#### EXERCISE INSTRUCTIONS
Find every line in the entries below that contains the string "pickup", treating uppercase and lowercase as different, and copy each such line.

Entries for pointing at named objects
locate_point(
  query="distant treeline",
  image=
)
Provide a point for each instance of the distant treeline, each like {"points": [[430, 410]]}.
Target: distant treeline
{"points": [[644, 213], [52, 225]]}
---
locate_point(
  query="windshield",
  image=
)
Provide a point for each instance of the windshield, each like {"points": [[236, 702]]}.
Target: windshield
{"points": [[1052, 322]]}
---
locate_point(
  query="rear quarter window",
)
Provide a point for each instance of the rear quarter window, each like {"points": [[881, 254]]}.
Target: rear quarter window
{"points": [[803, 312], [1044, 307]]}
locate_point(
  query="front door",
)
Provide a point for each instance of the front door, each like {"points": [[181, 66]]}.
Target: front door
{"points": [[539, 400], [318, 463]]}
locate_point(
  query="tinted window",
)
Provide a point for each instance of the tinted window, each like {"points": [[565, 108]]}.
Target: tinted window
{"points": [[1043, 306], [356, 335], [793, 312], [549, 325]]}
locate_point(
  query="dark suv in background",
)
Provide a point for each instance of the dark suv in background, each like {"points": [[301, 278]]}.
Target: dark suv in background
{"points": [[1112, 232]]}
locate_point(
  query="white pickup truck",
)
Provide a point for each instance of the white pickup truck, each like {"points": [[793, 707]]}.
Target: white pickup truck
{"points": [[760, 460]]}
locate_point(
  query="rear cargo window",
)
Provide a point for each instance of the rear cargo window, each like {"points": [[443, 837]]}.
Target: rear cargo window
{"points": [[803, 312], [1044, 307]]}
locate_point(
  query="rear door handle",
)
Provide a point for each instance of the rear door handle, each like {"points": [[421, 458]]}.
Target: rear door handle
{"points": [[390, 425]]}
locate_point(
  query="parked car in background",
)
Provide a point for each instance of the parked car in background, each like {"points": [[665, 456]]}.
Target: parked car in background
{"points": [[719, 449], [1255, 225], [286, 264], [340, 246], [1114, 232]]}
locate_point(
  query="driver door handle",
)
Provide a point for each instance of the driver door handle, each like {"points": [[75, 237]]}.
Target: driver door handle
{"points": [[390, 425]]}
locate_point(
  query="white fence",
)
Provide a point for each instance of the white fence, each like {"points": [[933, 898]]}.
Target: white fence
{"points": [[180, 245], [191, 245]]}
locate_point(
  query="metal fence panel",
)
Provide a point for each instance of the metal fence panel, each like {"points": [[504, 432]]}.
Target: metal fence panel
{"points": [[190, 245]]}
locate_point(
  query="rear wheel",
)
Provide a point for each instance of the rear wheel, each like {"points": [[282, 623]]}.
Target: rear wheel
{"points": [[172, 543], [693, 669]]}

#### ANSWER FOR THIS EXERCISE
  query="white pickup truck",
Provide a point for each instance of the white pickup truck, each like {"points": [[793, 707]]}.
Target: white pickup truck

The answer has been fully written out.